[start of Data shown]
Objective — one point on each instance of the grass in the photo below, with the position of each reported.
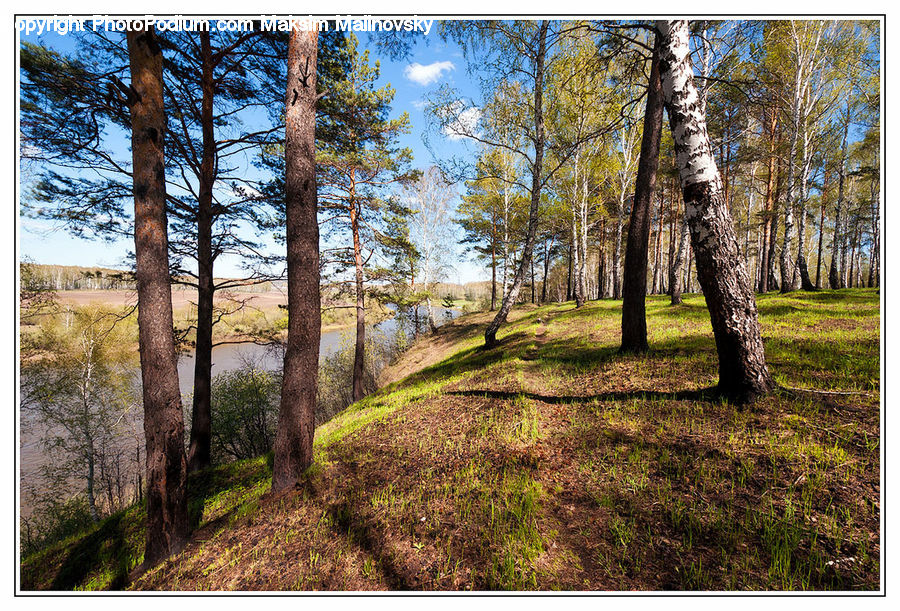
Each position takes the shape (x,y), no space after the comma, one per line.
(553,462)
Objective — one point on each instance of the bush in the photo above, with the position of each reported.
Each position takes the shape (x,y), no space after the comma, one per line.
(244,413)
(53,520)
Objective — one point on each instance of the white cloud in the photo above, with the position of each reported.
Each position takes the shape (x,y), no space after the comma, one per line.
(426,75)
(463,122)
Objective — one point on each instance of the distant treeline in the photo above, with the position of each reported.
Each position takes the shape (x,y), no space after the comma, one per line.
(78,278)
(75,277)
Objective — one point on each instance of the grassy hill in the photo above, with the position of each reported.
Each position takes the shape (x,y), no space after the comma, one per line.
(553,462)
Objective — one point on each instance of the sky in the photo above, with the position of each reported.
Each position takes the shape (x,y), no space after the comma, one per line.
(430,64)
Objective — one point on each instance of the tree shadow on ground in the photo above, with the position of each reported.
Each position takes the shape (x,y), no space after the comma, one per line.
(81,560)
(702,394)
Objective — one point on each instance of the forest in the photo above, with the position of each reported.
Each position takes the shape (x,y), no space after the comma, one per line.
(511,305)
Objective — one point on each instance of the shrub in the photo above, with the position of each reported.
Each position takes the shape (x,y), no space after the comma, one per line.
(244,413)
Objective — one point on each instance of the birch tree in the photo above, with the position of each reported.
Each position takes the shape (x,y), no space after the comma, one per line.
(743,375)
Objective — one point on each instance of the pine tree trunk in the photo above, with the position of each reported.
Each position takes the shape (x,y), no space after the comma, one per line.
(359,354)
(167,517)
(490,334)
(634,288)
(296,416)
(875,257)
(743,375)
(201,417)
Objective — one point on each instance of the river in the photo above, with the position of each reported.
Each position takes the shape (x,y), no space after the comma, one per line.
(226,357)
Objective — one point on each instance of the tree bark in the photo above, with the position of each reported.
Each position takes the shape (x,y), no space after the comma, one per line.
(490,334)
(601,261)
(359,354)
(634,288)
(677,269)
(743,375)
(201,417)
(835,270)
(493,275)
(769,214)
(547,246)
(617,252)
(167,517)
(822,229)
(296,415)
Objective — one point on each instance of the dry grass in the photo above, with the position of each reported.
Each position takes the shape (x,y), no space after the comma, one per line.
(552,462)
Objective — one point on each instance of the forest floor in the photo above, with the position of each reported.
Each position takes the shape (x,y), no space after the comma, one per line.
(552,462)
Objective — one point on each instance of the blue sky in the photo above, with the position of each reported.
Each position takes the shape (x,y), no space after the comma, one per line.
(431,63)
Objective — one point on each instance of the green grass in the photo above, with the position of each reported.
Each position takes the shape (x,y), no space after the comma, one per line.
(553,462)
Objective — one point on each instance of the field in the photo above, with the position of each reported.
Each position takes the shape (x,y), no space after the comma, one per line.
(553,462)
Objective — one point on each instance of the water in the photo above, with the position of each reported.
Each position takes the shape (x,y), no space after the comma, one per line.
(226,357)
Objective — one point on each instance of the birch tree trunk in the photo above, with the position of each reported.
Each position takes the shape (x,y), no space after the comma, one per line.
(296,416)
(678,267)
(167,517)
(834,270)
(490,334)
(634,289)
(743,375)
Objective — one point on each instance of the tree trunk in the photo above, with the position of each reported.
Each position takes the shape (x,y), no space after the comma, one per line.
(875,257)
(617,252)
(834,272)
(671,260)
(769,214)
(296,416)
(677,275)
(201,417)
(787,268)
(805,282)
(493,275)
(490,334)
(359,355)
(634,288)
(547,246)
(601,261)
(822,229)
(743,375)
(657,250)
(167,517)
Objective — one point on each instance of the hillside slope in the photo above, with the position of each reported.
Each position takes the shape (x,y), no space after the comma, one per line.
(553,462)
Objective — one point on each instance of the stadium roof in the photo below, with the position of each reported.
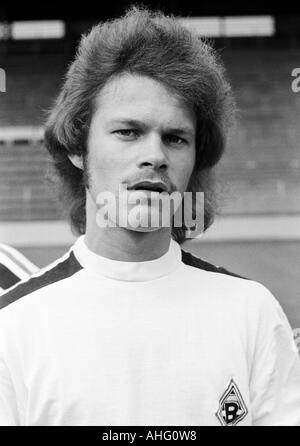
[end of Data shown]
▸ Do this:
Set out every line of the entries above as a numbered list, skipping any blank lines and leaving the pictures out.

▸ Task output:
1. Objective — one point on each instance of the grass in the photo below, with the position of each reported.
2. Each position takes the shape (x,y), no space after the comma, one per line.
3. (553,462)
4. Objective — one point on each instance of the bush in the photo above, with the position of each reported.
5. Each position takes the shape (x,y), no space after the comma, one per line.
6. (244,413)
7. (53,520)
8. Objective — one point on each instance of the white cloud in the photo above, with the position of each reported.
9. Each position takes the shape (x,y), no space after the comma, one per line.
10. (426,75)
11. (463,122)
12. Objective — one point on each instance of the distant treeline in the photo above, with the position of each reported.
13. Each position takes the shape (x,y), no space after the comma, one per line.
14. (78,278)
15. (75,277)
16. Objective — one point on each instance of the grassy hill in the photo above, with the position of each reported.
17. Each position takes the shape (x,y), no space after the comma, one per line.
18. (553,462)
19. Objective — one point on each instance of the sky in the photo above, with the position of each reported.
20. Each position takes the shape (x,y), no space after the comma, one per line.
21. (430,64)
22. Objective — one point on each instance of the tree shadow on ground in the photo above, with the position of each reported.
23. Each position takes the shape (x,y), no space after the comma, one per line.
24. (81,560)
25. (702,394)
26. Objective — one point on each instance of the forest in the photo above, with the position of each reported.
27. Each position takes the shape (x,y), no space after the comma, one per line.
28. (511,305)
29. Objective — one point on each instance of the shrub in the photo above, with the position of each reported.
30. Each position takes the shape (x,y), no space after the comma, one per line.
31. (244,413)
32. Objective — one point on each instance of the birch tree in the photo above, with the position of each reported.
33. Each position takes the shape (x,y), no space after the comma, one per line.
34. (743,375)
35. Objective — one point on each instance of the pine tree trunk in the photo above, with the position of each reported.
36. Each position takes the shape (x,y), no space after the comma, one per line.
37. (359,354)
38. (167,517)
39. (490,334)
40. (634,288)
41. (296,416)
42. (875,257)
43. (743,375)
44. (201,417)
45. Objective — one point on each instance of the river in the photo above, with the position of each reported.
46. Each position takes the shape (x,y), no space after the comma, one per line.
47. (226,357)
48. Objective — one point on each instance of the tree bark in the photo above, with the position of each reported.
49. Each position takes the shape (x,y), no space after the comma, one per line.
50. (490,334)
51. (601,261)
52. (359,354)
53. (634,288)
54. (677,269)
55. (743,375)
56. (201,417)
57. (835,270)
58. (493,275)
59. (769,214)
60. (547,246)
61. (617,252)
62. (167,517)
63. (822,229)
64. (296,415)
65. Objective — one point on each instance of the dry grass in the photo above, with the position of each reported.
66. Each position takes the shape (x,y), no space after the comma, one per line.
67. (552,462)
68. Objective — one point on each instance of the forest floor in the photo above, with the position of each reported.
69. Each position takes the shape (x,y), no space after the comma, one per line.
70. (552,462)
71. Objective — one point on each instance of the blue sky in the photo above, with the position of each reported.
72. Each position takes the shape (x,y), no space after the comma, one per line.
73. (431,63)
74. Objective — one point on each instance of the green grass in the photo above, with the position of each reported.
75. Each position takes the shape (x,y), no space after the comma, one per line.
76. (553,462)
77. Objective — one point on each instance of the field in the photo above, with the position of each reported.
78. Each position takes the shape (x,y), no space after the comma, one per line.
79. (553,462)
80. Objective — one point on each instance of the water in the photo above, with the position of each reported.
81. Each position takes the shape (x,y), no space after the comma, one per line.
82. (226,357)
83. Objective — one point on each instance of the birch tree trunk in the photo above, with the position of each reported.
84. Each position takes the shape (x,y), no space after the comma, one per line.
85. (296,416)
86. (678,267)
87. (167,517)
88. (834,270)
89. (490,334)
90. (634,289)
91. (743,375)
92. Objective — one point on each instance of the tree trunk in the photo above, with the position of each reported.
93. Each position takes the shape (x,y), no space after the comma, one per line.
94. (875,257)
95. (617,252)
96. (834,272)
97. (671,260)
98. (769,214)
99. (296,416)
100. (677,275)
101. (201,417)
102. (787,268)
103. (805,282)
104. (493,275)
105. (490,334)
106. (359,355)
107. (634,288)
108. (547,246)
109. (601,261)
110. (822,229)
111. (743,375)
112. (657,250)
113. (167,517)
114. Objective — one point on each instance of the hillside slope in the photo above, with the position of each reported.
115. Each position takes the shape (x,y), no space after the comma, one per line.
116. (553,462)
117. Objective — one point on each instance of the stadium roof in the photo below, with the position of each reported.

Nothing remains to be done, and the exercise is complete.